**EXTRACT TO READ**
-=-=-=-=-
In April 2016, the US Federal Trade Commission (FTC) sent warning letters to 12 Google Play app developers. The letters were addressed to those who incorporated the SilverPush framework in their apps, and reminded developers who used tracking software to explicitly inform their users (as seen in Section 5 of the Federal Trade Commission Act). The incident was covered by popular press and privacy concerns were raised. Shortly after, SilverPush claimed no active partnerships in the US and the buzz subsided.

Unfortunately, as the incident was resolved relatively fast, very few technical details of the technology were made public. To fill in this gap and understand the potential security implications, we conducted an in-depth study of the SilverPush framework and all the associated technologies.

The development of the framework was motivated by a fast-increasing interest of the marketing industry in products performing high-accuracy user tracking, and their derivative monetization schemes. This resulted in a high demand for cross-device tracking techniques with increased accuracy and reduced prerequisites.

The SilverPush framework fulfilled both of these requirements, as it provided a novel way to track users between their devices (e.g., TV, smartphone), without any user actions (e.g., login to a single platform from all their devices). To achieve that, the framework realized a previously unseen cross-device tracking technique (i.e., ultrasound cross-device tracking, uXDT) that offered high tracking accuracy, and came with various desirable features (e.g., easy to deploy, imperceptible by users). What differentiated that framework from existing ones was the use of high-frequency, inaudible ultrasonic beacons (uBeacons) as a medium/channel for identifier transmission between the user’s devices. This is also offered a major advantage to uXDT, against other competing technologies, as uBeacons can be emitted by most commercial speakers and captured by most commercial microphones. This eliminates the need for specialized emission and/or capturing equipment.
-=-=-=-=-
**EXTRACTED RECORDS**

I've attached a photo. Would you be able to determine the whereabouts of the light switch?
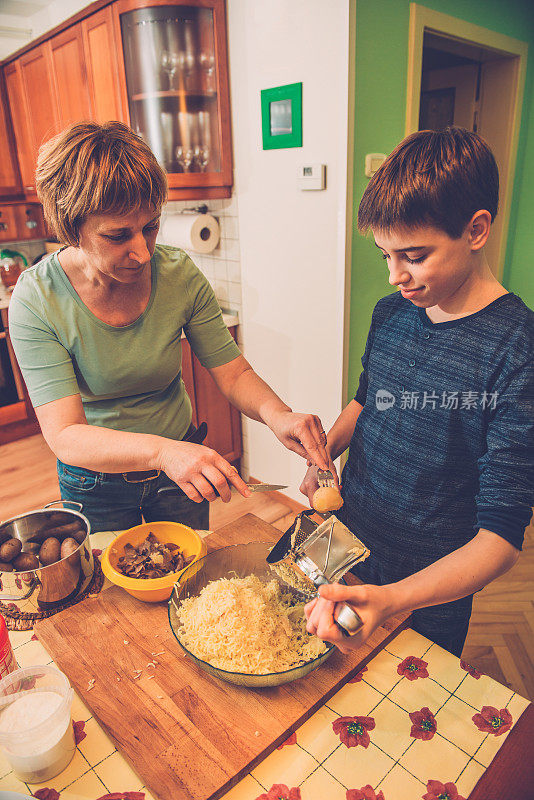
[365,153,386,178]
[298,164,326,192]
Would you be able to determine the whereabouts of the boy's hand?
[304,583,391,653]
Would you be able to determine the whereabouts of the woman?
[9,122,328,531]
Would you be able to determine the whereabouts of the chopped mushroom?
[117,533,194,578]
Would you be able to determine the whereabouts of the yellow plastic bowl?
[102,522,207,603]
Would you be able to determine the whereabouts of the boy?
[301,128,534,656]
-=-=-=-=-
**SET OF TASKS**
[A] In the text on SilverPush tracking, rewrite the part from "The development of" up to and including "and reduced prerequisites.", changing "marketing industry" to "advertising industry".
[B] In the SilverPush text, which short forms appear in parentheses right after a full name? Give each one with the full name it stands for.
[C] According to the SilverPush text, how many Google Play app developers got warning letters from the FTC in April 2016?

**WORKED SOLUTIONS**
[A]
The development of the framework was motivated by a fast-increasing interest of the advertising industry in products performing high-accuracy user tracking, and their derivative monetization schemes. This resulted in a high demand for cross-device tracking techniques with increased accuracy and reduced prerequisites.

[B]
- FTC: Federal Trade Commission
- uXDT: ultrasound cross-device tracking
- uBeacons: ultrasonic beacons

[C] 12